> _Short problem_: Rewrite all of the data below with every "instance" swapped for "object", leaving everything else as it is.
:: Extracted material ::
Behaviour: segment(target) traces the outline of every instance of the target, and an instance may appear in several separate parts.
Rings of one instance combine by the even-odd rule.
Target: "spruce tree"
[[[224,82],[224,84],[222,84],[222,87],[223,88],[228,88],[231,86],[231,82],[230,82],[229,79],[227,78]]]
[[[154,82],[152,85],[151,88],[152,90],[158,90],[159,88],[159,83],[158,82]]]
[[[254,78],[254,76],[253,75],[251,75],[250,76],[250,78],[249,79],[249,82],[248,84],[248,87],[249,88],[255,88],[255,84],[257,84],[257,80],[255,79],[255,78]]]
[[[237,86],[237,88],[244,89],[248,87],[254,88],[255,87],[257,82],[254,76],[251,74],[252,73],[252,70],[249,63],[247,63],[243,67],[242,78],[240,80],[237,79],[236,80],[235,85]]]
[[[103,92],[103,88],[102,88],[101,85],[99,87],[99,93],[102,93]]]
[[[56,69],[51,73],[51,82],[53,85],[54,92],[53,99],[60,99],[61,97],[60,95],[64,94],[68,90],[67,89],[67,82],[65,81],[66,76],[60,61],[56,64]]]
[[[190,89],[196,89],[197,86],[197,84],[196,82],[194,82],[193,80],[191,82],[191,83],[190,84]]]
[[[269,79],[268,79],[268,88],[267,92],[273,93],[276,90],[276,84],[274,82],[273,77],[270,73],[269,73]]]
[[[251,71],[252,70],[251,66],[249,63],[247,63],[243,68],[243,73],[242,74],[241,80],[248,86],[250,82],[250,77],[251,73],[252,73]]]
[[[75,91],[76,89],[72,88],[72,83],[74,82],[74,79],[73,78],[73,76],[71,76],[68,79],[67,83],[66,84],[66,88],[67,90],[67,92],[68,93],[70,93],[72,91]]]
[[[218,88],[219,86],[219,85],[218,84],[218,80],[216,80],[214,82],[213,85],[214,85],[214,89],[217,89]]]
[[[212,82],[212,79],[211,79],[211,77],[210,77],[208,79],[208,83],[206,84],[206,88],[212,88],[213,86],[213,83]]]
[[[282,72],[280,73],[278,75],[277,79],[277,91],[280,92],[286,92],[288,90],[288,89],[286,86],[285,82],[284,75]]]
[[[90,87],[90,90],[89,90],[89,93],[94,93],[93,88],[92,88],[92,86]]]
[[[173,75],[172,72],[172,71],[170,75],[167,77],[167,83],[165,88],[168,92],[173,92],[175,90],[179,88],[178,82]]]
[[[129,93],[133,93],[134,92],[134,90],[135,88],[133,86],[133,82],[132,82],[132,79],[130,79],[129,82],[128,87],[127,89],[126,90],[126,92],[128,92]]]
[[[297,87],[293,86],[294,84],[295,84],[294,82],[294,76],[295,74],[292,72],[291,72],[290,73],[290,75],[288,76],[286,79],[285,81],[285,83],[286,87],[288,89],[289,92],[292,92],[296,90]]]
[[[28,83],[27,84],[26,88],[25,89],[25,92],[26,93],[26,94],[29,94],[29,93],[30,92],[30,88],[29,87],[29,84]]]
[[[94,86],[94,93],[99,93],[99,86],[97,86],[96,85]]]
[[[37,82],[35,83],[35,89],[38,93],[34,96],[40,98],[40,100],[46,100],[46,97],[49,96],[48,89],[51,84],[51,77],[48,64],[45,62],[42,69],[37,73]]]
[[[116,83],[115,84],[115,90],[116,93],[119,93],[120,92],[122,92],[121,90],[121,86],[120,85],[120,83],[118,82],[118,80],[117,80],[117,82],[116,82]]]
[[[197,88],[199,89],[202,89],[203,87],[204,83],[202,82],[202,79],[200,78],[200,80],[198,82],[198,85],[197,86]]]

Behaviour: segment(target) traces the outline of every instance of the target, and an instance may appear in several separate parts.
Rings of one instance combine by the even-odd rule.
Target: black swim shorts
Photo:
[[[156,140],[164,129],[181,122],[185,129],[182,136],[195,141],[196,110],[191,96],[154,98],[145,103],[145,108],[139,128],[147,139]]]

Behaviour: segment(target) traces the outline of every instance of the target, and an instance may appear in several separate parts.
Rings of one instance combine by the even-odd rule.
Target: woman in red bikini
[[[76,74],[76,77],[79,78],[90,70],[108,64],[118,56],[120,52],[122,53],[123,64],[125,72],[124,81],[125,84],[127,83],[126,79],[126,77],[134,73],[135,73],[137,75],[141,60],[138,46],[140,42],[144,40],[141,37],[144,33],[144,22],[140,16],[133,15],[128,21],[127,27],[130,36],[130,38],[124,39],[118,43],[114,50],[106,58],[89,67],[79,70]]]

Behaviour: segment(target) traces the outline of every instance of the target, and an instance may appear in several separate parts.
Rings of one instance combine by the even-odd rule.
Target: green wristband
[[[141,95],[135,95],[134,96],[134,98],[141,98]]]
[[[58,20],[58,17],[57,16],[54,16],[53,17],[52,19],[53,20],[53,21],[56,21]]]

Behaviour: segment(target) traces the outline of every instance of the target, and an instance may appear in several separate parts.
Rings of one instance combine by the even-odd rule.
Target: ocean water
:::
> _Solution for this task_:
Behaviour: segment(target) traces the outline of every object of the target, and an object may appear in several separate parts.
Rings of one object combine by the even-odd rule.
Target: "spruce tree"
[[[224,82],[224,84],[222,84],[222,87],[223,88],[228,88],[231,86],[231,82],[230,82],[229,79],[227,78]]]
[[[154,82],[152,85],[151,88],[152,90],[158,90],[159,88],[159,83],[158,82]]]
[[[254,78],[254,76],[253,75],[251,75],[250,76],[250,78],[249,79],[249,82],[248,84],[248,87],[249,88],[255,88],[255,84],[257,84],[257,80],[255,79],[255,78]]]
[[[237,86],[237,88],[244,89],[248,87],[254,88],[255,87],[257,82],[254,76],[251,74],[252,73],[252,70],[249,63],[247,63],[243,67],[242,78],[240,80],[237,79],[236,80],[235,85]]]
[[[103,92],[103,88],[102,88],[101,85],[99,87],[99,93],[102,93]]]
[[[56,69],[51,73],[51,82],[53,85],[54,92],[53,99],[60,99],[61,97],[60,95],[64,94],[68,90],[67,89],[67,82],[65,81],[66,76],[60,61],[56,64]]]
[[[190,89],[196,89],[197,86],[197,84],[196,82],[194,82],[193,80],[191,82],[191,83],[190,84]]]
[[[269,79],[268,79],[268,88],[267,92],[273,93],[276,90],[276,84],[274,82],[273,77],[270,73],[269,73]]]
[[[251,71],[252,70],[251,66],[249,63],[247,63],[243,68],[243,73],[242,74],[241,80],[248,86],[250,82],[250,77],[251,73],[252,73]]]
[[[75,91],[76,89],[72,88],[72,83],[74,82],[74,79],[73,78],[73,76],[71,76],[68,79],[67,83],[66,84],[66,88],[67,90],[67,92],[68,93],[70,93],[72,91]]]
[[[218,88],[219,86],[219,85],[218,84],[218,80],[216,80],[214,82],[213,85],[214,85],[214,89],[217,89]]]
[[[212,82],[212,79],[211,79],[211,77],[210,77],[208,79],[208,83],[206,84],[206,88],[212,88],[213,86],[213,83]]]
[[[282,72],[280,73],[278,75],[277,79],[277,91],[280,92],[286,92],[288,90],[288,89],[286,86],[285,82],[284,75]]]
[[[90,87],[90,90],[89,90],[89,93],[94,93],[93,88],[92,88],[92,86]]]
[[[173,75],[172,72],[172,71],[170,75],[167,77],[167,83],[165,88],[168,92],[173,92],[175,90],[179,88],[178,82]]]
[[[129,93],[133,93],[134,92],[134,90],[135,88],[133,86],[133,82],[132,82],[132,79],[130,79],[129,82],[128,87],[127,89],[126,90],[126,92],[128,92]]]
[[[297,87],[293,86],[294,84],[295,84],[294,82],[294,76],[295,74],[292,72],[291,72],[290,73],[290,75],[288,76],[286,79],[285,81],[285,83],[286,87],[288,89],[289,92],[292,92],[296,90]]]
[[[28,83],[27,84],[26,88],[25,89],[25,92],[26,93],[26,94],[29,94],[29,93],[30,92],[30,88],[29,87],[29,84]]]
[[[94,86],[94,93],[99,93],[99,86],[97,86],[96,85]]]
[[[37,82],[35,83],[35,89],[38,93],[34,96],[40,98],[40,100],[46,100],[46,97],[49,96],[48,89],[51,84],[51,77],[48,64],[45,62],[42,69],[37,73]]]
[[[116,83],[115,84],[115,90],[116,93],[119,93],[120,92],[122,92],[121,90],[121,86],[120,85],[120,83],[118,82],[118,80],[117,80],[117,82],[116,82]]]
[[[197,88],[199,89],[202,89],[203,87],[204,83],[202,82],[202,79],[200,78],[200,80],[198,82],[198,85],[197,86]]]

Behaviour: segment(target) traces the outline of every object of the target, and an object may appear in several separate parts.
Rings of one object combine by the even-odd rule.
Target: black swim shorts
Photo:
[[[156,140],[164,129],[181,122],[185,129],[182,136],[195,141],[196,110],[191,96],[154,98],[145,103],[145,108],[139,128],[147,139]]]

Behaviour: segment(target) traces the outline of every object of the target, and an object may appear in several separate parts.
Rings of one object combine by the even-odd rule.
Target: woman in red bikini
[[[76,74],[76,77],[79,78],[90,70],[108,64],[118,56],[120,52],[122,53],[123,64],[125,72],[124,81],[125,84],[127,83],[126,79],[126,77],[134,73],[135,73],[137,75],[141,60],[138,46],[140,42],[144,40],[141,37],[144,33],[144,22],[140,16],[133,15],[128,21],[127,27],[130,36],[130,38],[124,39],[118,43],[114,50],[106,58],[89,67],[79,70]]]

Behaviour: segment(target) traces the outline of every object of the target, and an object may appear in several separate parts.
Rings of one object combine by the even-odd rule.
Target: green wristband
[[[141,95],[135,95],[134,96],[134,98],[141,98]]]
[[[58,20],[58,17],[57,16],[54,16],[53,17],[52,19],[53,20],[53,21],[56,21]]]

Behaviour: segment(target) traces the outline of every object of the target, and an object may appear in several separate parts.
Rings of one object combine by the even-odd rule.
Target: ocean water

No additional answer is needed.